START EXCERPT

Risks of Investing in Japan – Japan may be subject to political, economic, nuclear, and labor risks, among others. Any of these risks, individually or in the aggregate, can impact an investment made in Japan. The growth of Japan’s economy has recently lagged that of its Asian neighbors and other major developed economies. Since 2000, Japan’s economic growth rate has generally remained low relative to other advanced economies, and it may remain low in the future. The Japanese economy faces several concerns, any of which could negatively affect the value of Japanese investments.
Security Quality Risk (also known as “High Yield Risk” or “Junk Bond Risk”) The Fund may invest in high yield, high risk debt securities, which may be subject to higher levels of credit and liquidity risk than higher quality debt securities. Security quality risk is sometimes known as “high-yield risk” or “junk bond risk.”
Selection Risk – Because a Fund or Underlying Fund is actively managed, there can be no guarantee that investment decisions made for the Fund will produce the desired results. To the extent a Fund seeks to provide a total return in excess of an index, market conditions or implementation of a Fund’s investment strategy may result in losses, and a Fund may not achieve the desired correlation with and/or may not outperform the index.
Short Sales Risk – The Fund may engage in short sales, which are transactions in which the Fund sells securities borrowed from others with the expectation that the price of the security will fall before the Fund must purchase the security to return it to the lender. Because the Fund’s potential loss on a short
position arises from increases in the value of the asset sold short, the Fund will incur a loss on a short position, which is theoretically unlimited, if the price of the asset sold short increases from the short sale price. The counterparty to a short position or other market factors may prevent the Fund from closing out a short position at a desirable time or price and may reduce or eliminate any gain or result in a loss.
Sovereign Debt Risk – Sovereign debt instruments are subject to the risk that a governmental entity may delay or refuse to pay interest or repay principal on its sovereign debt, due, for example, to cash flow problems, insufficient foreign currency reserves, political considerations, the relative size of the governmental entity’s debt position in relation to the economy or the failure to put in place economic reforms required by the International Monetary Fund or other multilateral agencies.
Technology Sector Risk – Technology companies, including information technology companies, may have limited product lines, markets, financial resources or personnel. Technology companies typically face intense competition and potentially rapid product obsolescence. They are also heavily dependent on intellectual property rights and may be adversely affected by the loss or impairment of those rights.

END EXCERPT

TASK STATEMENT>
Resume the investment risk excerpt immediately after its last sentence, keeping its style. The data that comes next is separate from the investment risk excerpt.

START DATA EXCERPT

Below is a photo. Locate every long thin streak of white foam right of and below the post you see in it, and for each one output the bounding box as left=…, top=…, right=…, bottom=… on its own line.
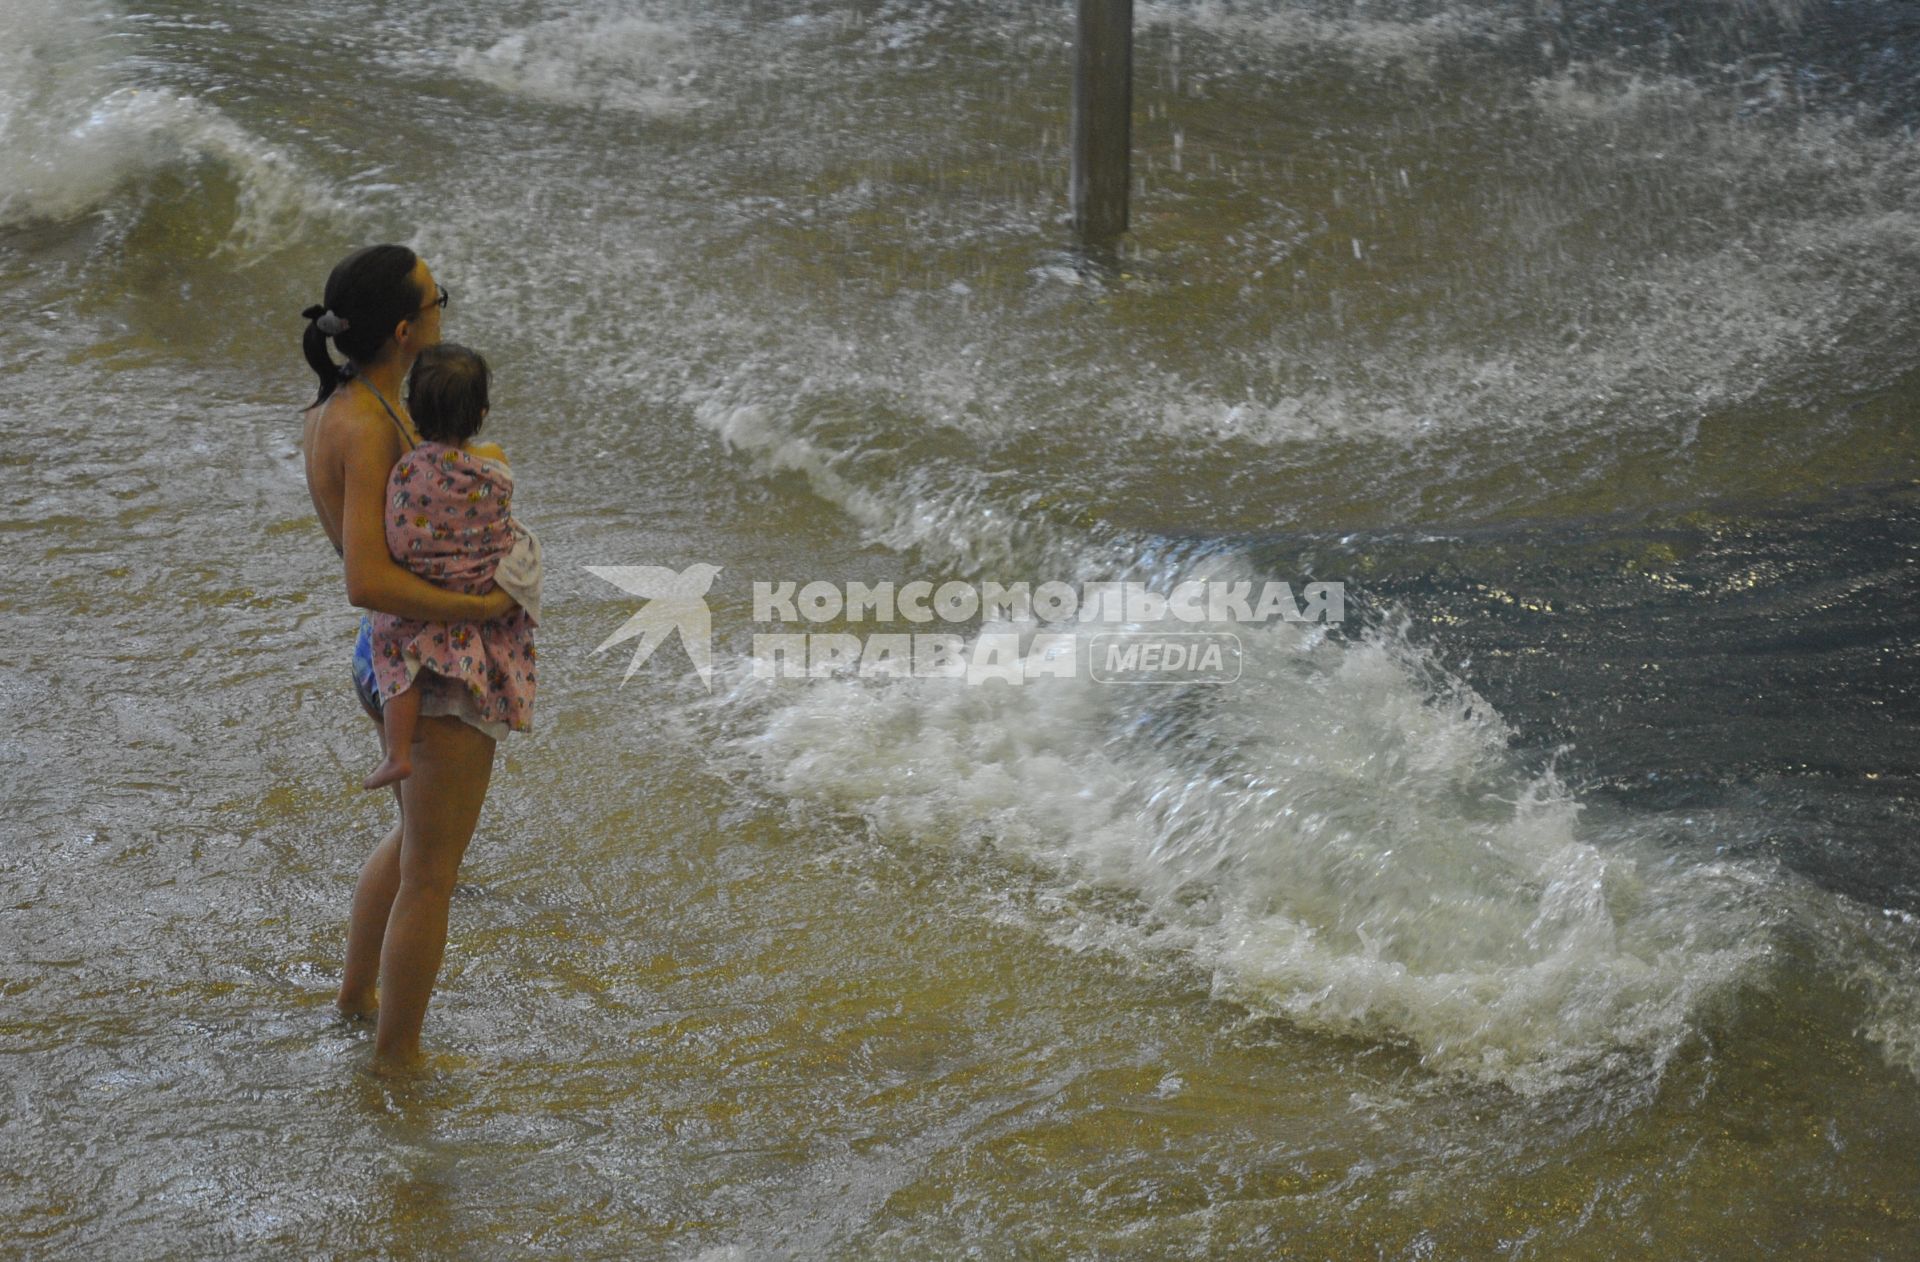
left=1137, top=211, right=1920, bottom=448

END DATA EXCERPT

RESULT OF THE EXERCISE>
Treasury Obligations Risk – Direct obligations of the U.S. Treasury have historically involved little risk of loss of principal if held to maturity. However, due to fluctuations in interest rates, the market value of such securities may vary during the period shareholders own shares of a fund.
U.S. Government Obligations Risk – Certain securities in which a may invest, including securities issued by certain government agencies and government sponsored enterprises, are not guaranteed by the U.S. Government or supported by the full faith and credit of the United States.
Value Stocks Risk – Value stocks may perform differently from the market as a whole and following a value-oriented investment strategy may cause a fund to at times underperform equity funds that use other investment strategies. Value stocks can react differently to political, economic, and industry developments than the market as a whole and other types of stocks. Value stocks also may underperform the market for long periods of time.
Volatility Risk – Although the Fund’s investment strategy seeks not to exceed a specific volatility level, certain of the Fund’s investments may appreciate or decrease significantly in value over short periods of time, which may cause the Fund’s net asset value per share to experience significant increases or declines in value over short periods of time. The Fund’s volatility strategy may not produce the desired result and there can be no guarantee that the Fund will maintain volatility at or below its threshold volatility level. Additionally, maintenance of the volatility level will not ensure that the Fund will deliver competitive returns. The use of derivatives in connection with the Fund’s volatility strategy may expose the Fund to losses (some of which may be sudden) that it would not have otherwise been exposed to if it had only invested directly in equity and/or fixed income securities. Further, in some market conditions the Fund may either underperform or outperform as a direct result of the MVP process. The Fund may, for example, outperform in downward trending markets when volatility is high (and the equity allocation low) and underperform in upward trending markets when volatility is high (and the equity allocation low).